# PROMPT
Count the lines in the records that contain the string "target". Reply with the number only.

# DATA TO USE
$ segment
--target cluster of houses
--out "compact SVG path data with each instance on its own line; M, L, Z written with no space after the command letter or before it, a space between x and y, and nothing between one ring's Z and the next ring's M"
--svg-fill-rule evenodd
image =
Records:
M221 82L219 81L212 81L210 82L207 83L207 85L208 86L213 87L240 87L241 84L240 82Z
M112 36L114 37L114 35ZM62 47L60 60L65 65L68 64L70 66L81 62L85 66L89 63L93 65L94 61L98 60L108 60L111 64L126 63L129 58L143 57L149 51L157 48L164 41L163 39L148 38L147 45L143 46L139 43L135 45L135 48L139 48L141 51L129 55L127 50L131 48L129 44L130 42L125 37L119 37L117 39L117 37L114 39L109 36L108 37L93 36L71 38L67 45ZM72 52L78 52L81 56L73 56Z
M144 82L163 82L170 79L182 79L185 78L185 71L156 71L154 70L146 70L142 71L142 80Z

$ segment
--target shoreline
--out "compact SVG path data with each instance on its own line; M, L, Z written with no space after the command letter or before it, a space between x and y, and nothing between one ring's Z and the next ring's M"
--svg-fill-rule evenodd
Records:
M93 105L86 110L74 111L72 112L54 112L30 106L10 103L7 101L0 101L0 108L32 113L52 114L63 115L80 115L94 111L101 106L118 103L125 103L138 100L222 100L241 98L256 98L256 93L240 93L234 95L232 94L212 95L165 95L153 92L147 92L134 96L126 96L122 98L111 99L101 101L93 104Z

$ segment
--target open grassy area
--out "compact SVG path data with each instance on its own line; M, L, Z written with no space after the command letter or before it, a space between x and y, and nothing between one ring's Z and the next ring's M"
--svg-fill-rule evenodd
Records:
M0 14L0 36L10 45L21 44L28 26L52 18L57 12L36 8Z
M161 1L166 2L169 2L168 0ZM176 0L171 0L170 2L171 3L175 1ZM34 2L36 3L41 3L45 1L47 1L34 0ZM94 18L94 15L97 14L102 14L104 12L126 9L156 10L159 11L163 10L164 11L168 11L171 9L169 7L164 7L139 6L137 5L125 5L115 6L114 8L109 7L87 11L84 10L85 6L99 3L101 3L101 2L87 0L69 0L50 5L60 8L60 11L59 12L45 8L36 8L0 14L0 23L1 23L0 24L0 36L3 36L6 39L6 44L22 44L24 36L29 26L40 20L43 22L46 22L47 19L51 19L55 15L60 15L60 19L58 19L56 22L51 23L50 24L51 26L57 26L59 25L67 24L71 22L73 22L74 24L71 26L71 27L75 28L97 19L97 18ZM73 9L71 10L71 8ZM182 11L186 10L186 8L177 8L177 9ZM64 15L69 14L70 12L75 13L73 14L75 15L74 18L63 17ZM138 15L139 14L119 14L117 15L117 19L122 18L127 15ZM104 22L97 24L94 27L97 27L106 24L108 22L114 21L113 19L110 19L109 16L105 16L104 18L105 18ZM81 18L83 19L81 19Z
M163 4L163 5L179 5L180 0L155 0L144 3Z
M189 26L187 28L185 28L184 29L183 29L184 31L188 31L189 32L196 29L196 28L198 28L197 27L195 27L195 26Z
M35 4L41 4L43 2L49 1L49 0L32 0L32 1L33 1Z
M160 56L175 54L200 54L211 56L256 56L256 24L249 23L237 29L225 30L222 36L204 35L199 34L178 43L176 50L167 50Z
--
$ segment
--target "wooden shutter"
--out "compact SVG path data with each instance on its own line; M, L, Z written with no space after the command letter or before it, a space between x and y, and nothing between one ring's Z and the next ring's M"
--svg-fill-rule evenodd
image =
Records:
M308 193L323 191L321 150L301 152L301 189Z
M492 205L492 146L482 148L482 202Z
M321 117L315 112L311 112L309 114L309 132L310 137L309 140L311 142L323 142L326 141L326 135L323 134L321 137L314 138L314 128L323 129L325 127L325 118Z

# RESPONSE FOR THIS EXERCISE
4